TO BE DONE:
Swap "integer pixel values" for "whole-number pixel coordinates" in the data from the line with "Place one keypoint on each instance of the woman's face" through the end of the data, and give back only those lines with everything else unchanged. Leave the pictures out.

DATASET EXCERPTS:
===============

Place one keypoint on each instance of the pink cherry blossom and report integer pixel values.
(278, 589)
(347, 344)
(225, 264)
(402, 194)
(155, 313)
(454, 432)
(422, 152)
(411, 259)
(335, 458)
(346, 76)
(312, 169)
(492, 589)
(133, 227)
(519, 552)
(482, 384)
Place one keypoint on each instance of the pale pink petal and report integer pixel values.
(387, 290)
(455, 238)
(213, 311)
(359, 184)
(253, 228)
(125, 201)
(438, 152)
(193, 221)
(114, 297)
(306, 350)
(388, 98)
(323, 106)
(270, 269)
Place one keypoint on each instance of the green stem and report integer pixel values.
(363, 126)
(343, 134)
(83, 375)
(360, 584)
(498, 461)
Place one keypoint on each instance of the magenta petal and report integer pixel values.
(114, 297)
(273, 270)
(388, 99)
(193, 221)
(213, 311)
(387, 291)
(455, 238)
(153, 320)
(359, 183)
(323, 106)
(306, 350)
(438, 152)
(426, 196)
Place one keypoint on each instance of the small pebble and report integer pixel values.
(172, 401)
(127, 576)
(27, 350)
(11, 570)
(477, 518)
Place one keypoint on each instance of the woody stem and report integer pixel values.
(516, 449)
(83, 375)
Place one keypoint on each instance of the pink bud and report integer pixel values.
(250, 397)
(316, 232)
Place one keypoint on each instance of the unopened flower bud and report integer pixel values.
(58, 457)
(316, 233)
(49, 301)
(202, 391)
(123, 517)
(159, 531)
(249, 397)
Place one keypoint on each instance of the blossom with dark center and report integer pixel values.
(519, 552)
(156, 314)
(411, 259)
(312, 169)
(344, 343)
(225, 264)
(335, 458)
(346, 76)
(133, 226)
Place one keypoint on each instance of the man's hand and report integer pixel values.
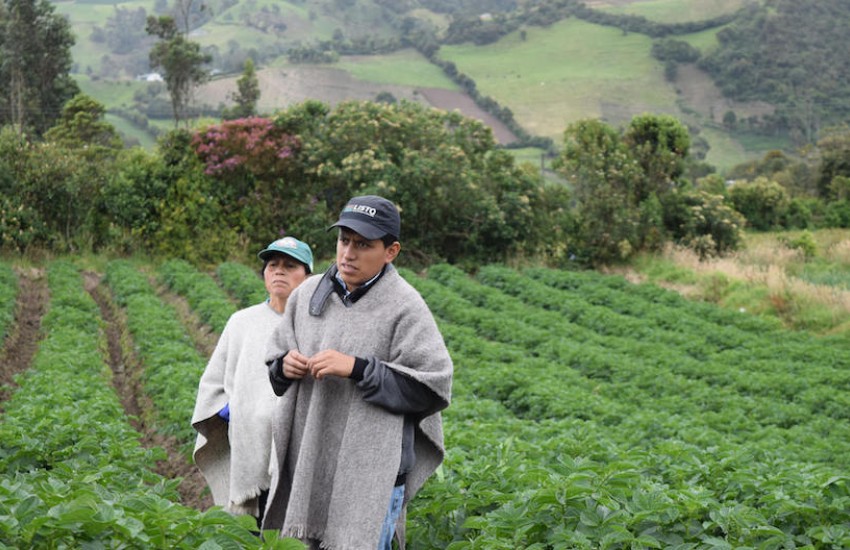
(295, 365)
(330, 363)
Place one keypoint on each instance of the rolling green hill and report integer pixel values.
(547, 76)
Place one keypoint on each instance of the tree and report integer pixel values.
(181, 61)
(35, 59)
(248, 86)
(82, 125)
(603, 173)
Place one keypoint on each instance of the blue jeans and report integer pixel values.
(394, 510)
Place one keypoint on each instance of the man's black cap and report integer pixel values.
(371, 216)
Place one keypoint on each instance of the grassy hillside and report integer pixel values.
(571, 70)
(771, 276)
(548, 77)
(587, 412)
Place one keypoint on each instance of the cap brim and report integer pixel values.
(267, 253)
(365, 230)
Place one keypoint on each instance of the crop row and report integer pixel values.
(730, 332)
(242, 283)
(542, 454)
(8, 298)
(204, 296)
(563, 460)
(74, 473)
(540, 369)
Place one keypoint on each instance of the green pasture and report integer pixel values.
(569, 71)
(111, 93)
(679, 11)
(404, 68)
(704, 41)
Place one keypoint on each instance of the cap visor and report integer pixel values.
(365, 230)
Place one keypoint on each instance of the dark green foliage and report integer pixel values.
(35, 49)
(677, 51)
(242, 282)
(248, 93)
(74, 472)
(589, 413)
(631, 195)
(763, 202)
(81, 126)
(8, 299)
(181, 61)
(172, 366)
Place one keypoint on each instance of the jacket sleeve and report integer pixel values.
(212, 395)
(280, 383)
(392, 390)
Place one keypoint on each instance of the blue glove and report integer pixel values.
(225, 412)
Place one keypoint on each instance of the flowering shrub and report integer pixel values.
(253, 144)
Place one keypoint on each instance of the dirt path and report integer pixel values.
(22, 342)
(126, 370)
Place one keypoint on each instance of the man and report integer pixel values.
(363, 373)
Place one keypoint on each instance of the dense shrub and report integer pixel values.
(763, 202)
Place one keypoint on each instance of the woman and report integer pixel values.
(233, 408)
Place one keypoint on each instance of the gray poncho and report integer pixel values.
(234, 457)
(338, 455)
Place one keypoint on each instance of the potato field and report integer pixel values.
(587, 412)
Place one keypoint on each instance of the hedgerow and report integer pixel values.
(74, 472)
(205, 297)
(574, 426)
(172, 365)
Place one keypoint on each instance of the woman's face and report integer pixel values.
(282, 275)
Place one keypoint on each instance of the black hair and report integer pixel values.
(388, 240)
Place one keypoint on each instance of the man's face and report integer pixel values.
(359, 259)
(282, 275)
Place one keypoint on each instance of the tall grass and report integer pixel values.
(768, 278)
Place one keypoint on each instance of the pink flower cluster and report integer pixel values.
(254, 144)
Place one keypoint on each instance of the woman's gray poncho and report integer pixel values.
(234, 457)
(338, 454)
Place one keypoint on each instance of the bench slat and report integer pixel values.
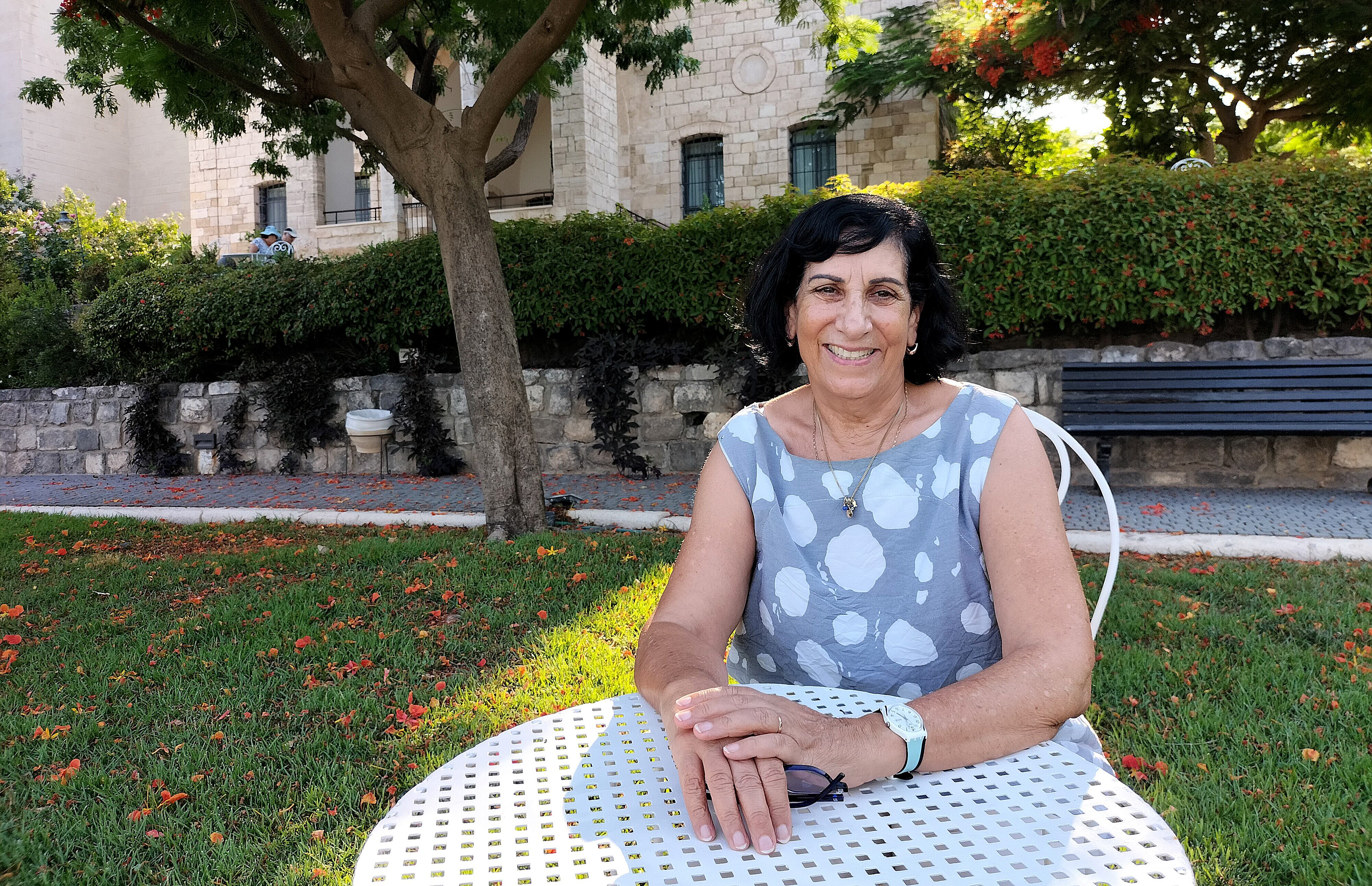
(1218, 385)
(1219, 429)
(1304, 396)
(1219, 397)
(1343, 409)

===============

ANSWER TO THE PROBLEM:
Place one keypoint on each instance of the woman's face and report whole-number pixel coordinates.
(282, 275)
Place one keypoint on each instance of the black hair and report whole-number pixel coordinates.
(388, 240)
Place one keypoint on each instance of the man's face and report whole-number pixel coordinates.
(359, 259)
(282, 275)
Place one keypoint on each instance of the tall grass and report whole-number pixel coordinates.
(768, 278)
Place one keypoint on each instance of the pink flower cluster and report whole-number pixel coordinates.
(254, 144)
Place one keypoint on each instance of the woman's gray poncho and report whole-number pixel coordinates.
(234, 457)
(338, 454)
Place one keypoint on each instance of the bench slat and report whole-number pixel coordinates.
(1218, 385)
(1219, 429)
(1304, 396)
(1219, 397)
(1343, 409)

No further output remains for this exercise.